What you should do:
Copy the following lines verbatim.

Exercise data:
__________

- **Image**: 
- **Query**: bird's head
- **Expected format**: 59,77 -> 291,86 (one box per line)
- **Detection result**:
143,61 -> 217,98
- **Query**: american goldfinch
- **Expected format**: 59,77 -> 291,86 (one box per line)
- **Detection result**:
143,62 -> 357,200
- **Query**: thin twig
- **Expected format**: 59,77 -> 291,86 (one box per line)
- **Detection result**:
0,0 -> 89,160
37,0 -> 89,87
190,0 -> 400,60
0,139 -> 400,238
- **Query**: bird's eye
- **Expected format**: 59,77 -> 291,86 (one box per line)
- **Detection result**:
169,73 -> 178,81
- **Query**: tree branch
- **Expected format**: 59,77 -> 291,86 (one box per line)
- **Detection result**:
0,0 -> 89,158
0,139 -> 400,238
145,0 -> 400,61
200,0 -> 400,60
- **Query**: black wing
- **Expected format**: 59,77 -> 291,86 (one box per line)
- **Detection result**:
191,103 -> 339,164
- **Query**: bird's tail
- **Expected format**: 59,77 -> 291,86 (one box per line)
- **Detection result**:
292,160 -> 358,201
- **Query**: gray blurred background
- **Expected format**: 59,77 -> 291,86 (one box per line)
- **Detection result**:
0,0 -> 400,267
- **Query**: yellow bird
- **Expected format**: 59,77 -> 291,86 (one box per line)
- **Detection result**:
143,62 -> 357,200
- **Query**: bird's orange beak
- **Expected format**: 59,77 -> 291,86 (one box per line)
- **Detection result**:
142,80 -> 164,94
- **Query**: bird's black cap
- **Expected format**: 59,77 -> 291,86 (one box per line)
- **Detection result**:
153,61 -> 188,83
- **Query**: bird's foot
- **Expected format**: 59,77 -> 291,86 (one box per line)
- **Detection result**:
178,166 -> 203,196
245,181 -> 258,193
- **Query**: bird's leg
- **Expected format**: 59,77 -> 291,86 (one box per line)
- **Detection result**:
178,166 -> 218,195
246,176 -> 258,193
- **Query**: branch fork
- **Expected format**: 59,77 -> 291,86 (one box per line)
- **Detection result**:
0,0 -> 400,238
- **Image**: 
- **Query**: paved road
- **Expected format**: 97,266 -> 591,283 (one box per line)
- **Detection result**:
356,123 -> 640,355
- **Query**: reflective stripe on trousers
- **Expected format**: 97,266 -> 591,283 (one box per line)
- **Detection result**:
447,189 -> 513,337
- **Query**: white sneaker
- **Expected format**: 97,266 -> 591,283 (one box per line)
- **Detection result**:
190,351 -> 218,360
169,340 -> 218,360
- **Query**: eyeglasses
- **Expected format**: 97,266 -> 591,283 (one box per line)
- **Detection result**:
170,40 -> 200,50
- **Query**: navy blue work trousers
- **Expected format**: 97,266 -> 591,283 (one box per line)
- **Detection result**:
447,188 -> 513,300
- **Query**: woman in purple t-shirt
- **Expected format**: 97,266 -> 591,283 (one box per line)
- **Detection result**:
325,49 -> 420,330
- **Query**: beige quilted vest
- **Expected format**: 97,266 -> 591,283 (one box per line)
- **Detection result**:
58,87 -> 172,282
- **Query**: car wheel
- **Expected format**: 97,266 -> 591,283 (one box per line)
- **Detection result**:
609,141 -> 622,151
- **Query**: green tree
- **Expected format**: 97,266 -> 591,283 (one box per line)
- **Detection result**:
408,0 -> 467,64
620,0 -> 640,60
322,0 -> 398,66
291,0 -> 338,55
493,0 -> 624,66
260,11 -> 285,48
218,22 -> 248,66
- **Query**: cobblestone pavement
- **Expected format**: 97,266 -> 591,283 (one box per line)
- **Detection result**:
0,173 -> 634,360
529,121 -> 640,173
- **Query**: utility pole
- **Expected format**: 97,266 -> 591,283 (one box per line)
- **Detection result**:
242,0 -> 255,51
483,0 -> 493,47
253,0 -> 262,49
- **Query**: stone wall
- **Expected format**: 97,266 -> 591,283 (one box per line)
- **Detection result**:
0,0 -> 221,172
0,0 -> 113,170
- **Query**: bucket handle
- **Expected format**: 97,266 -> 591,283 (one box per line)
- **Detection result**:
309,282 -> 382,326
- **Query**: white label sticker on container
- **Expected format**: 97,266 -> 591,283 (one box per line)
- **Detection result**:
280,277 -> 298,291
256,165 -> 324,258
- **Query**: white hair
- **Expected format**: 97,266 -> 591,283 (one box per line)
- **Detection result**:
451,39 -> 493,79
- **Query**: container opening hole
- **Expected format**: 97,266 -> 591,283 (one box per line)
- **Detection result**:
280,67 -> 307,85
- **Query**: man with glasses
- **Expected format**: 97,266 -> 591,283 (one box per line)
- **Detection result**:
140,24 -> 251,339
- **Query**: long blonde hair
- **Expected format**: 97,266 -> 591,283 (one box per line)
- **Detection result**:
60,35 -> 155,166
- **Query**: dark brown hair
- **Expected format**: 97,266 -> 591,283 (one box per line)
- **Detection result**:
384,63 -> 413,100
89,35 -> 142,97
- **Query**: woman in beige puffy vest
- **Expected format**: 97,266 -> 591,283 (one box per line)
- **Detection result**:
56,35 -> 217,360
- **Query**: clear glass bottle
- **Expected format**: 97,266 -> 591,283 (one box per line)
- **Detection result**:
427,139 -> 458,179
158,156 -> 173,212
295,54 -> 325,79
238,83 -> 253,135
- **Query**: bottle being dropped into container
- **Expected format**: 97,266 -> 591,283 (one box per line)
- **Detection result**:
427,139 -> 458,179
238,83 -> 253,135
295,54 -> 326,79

__________

Worked solution:
- **Image**: 
- **Query**: bird's head
- **Expected format**: 59,77 -> 291,86 (one box per line)
- **Detection result**:
143,61 -> 217,98
- **Query**: american goldfinch
- **Expected format**: 59,77 -> 291,86 (one box per line)
- **Detection result**:
143,62 -> 357,200
- **Query**: thin twig
- **Expected format**: 59,77 -> 291,86 (one box per line)
- **Detection result**:
0,0 -> 89,160
37,0 -> 89,87
190,0 -> 400,60
0,139 -> 400,238
- **Query**: bird's eye
- **Expected format**: 59,77 -> 291,86 (one box per line)
- **Detection result**:
169,73 -> 178,81
- **Query**: tree branch
- **Expected format**: 59,77 -> 291,86 (one box per line)
- **Detection result**:
0,0 -> 89,158
0,139 -> 400,238
145,0 -> 400,61
200,0 -> 400,60
- **Query**: black wing
- **Expected format**: 59,77 -> 291,86 (one box per line)
- **Detection result**:
191,103 -> 339,164
- **Query**: bird's tail
- **Expected format**: 59,77 -> 291,86 (one box per line)
- **Detection result**:
292,160 -> 358,201
- **Query**: gray blurred background
- **Expected format**: 59,77 -> 291,86 (one box per line)
- **Detection result**:
0,0 -> 400,267
- **Query**: yellow bird
- **Expected format**: 59,77 -> 291,86 (one box per line)
- **Detection result**:
143,62 -> 357,200
- **Query**: bird's orange beak
- **Expected format**: 59,77 -> 291,86 (one box per line)
- **Detection result**:
142,80 -> 164,94
- **Query**: bird's black cap
- **Expected format**: 59,77 -> 291,86 (one box per line)
- **Detection result**:
153,61 -> 188,83
- **Query**: bird's foot
- **Expected format**: 59,77 -> 291,86 (one box per line)
- **Detection result**:
178,166 -> 203,196
245,181 -> 258,193
- **Query**: bird's leg
- **Expected format**: 59,77 -> 291,86 (one box per line)
- **Detection result**:
178,166 -> 218,195
246,176 -> 258,193
- **Query**: branch fork
- **Expected format**: 59,77 -> 291,86 (one box per line)
- **Detection result**:
0,0 -> 400,238
- **Image**: 
- **Query**: paved road
- **Expected format**: 97,266 -> 591,283 (one box per line)
- **Detection result**:
356,123 -> 640,355
- **Query**: reflective stripe on trousers
- **Expected format**: 97,266 -> 591,283 (one box per line)
- **Detection result**:
447,189 -> 513,337
- **Query**: white sneaker
- **Expected format**: 97,266 -> 591,283 (one box per line)
- **Detection result**:
190,351 -> 218,360
169,340 -> 218,360
- **Query**: eyeglasses
- **Expected format**: 97,266 -> 591,283 (one box per line)
- **Detection result**:
170,40 -> 200,50
- **Query**: navy blue work trousers
- **Expected format**: 97,266 -> 591,283 (one box per line)
- **Detection result**:
447,188 -> 513,300
- **Query**: woman in purple t-shirt
- **Expected format**: 97,266 -> 591,283 (one box per line)
- **Detection result**:
325,49 -> 420,330
- **Query**: beige quilted vest
- **Expected format**: 97,266 -> 591,283 (one box per line)
- **Detection result**:
58,87 -> 172,282
- **Query**: car wheel
- **Expected format**: 97,266 -> 591,283 (one box per line)
- **Detection result**:
609,141 -> 622,151
- **Query**: green tree
- **Expected format**: 97,266 -> 591,283 (one box per line)
- **Detection result**:
408,0 -> 467,64
620,0 -> 640,60
322,0 -> 398,66
291,0 -> 338,55
493,0 -> 624,66
260,11 -> 285,48
218,22 -> 248,66
- **Query**: cobblestone pavement
- **Expected format**: 97,266 -> 591,283 (one box per line)
- **Detection result**:
0,173 -> 634,360
529,121 -> 640,173
- **Query**: utility pole
- **Expected format**: 97,266 -> 591,283 (one box per line)
- **Detection result**:
242,0 -> 255,51
483,0 -> 493,47
253,0 -> 262,49
- **Query**: stone wall
- **Expected format**: 97,266 -> 591,283 (one box per line)
- **Detection result**:
0,0 -> 221,172
0,0 -> 113,170
- **Query**: bucket handle
- **Expected format**: 97,266 -> 591,283 (one box per line)
- **Detection result**:
309,282 -> 382,326
- **Query**: white label sticker on container
- **Expected format**: 97,266 -> 591,283 (one box per line)
- **Detection result**:
280,277 -> 298,291
256,165 -> 324,258
- **Query**: white hair
- **Expected format**: 97,266 -> 591,283 (one box per line)
- **Detection result**:
451,39 -> 493,79
- **Query**: container opening hole
- **Expected format**: 97,266 -> 591,283 (one box per line)
- **Detection result**:
280,67 -> 307,85
- **Query**: man with glasses
- **Expected format**: 97,266 -> 591,283 (one box per line)
- **Detection result**:
140,24 -> 251,339
- **Query**: long blonde hair
- **Expected format**: 97,266 -> 591,283 (one box per line)
- **Detection result**:
60,35 -> 155,166
- **Query**: dark brown hair
- **Expected format**: 97,266 -> 591,283 (one box per line)
- **Detection result**:
384,63 -> 413,100
89,35 -> 142,97
- **Query**: woman in beige puffy vest
- **Expected format**: 97,266 -> 591,283 (one box per line)
- **Detection result**:
56,35 -> 217,360
- **Query**: clear glass bottle
- **Expected format**: 97,266 -> 591,283 (one box per line)
- **Detection result**:
427,139 -> 458,179
158,156 -> 173,212
295,54 -> 325,79
238,83 -> 253,135
- **Query**: bottle being dropped into container
- **Expected format**: 97,266 -> 591,283 (one box per line)
- **Detection result**:
427,139 -> 458,179
238,83 -> 253,135
295,54 -> 326,79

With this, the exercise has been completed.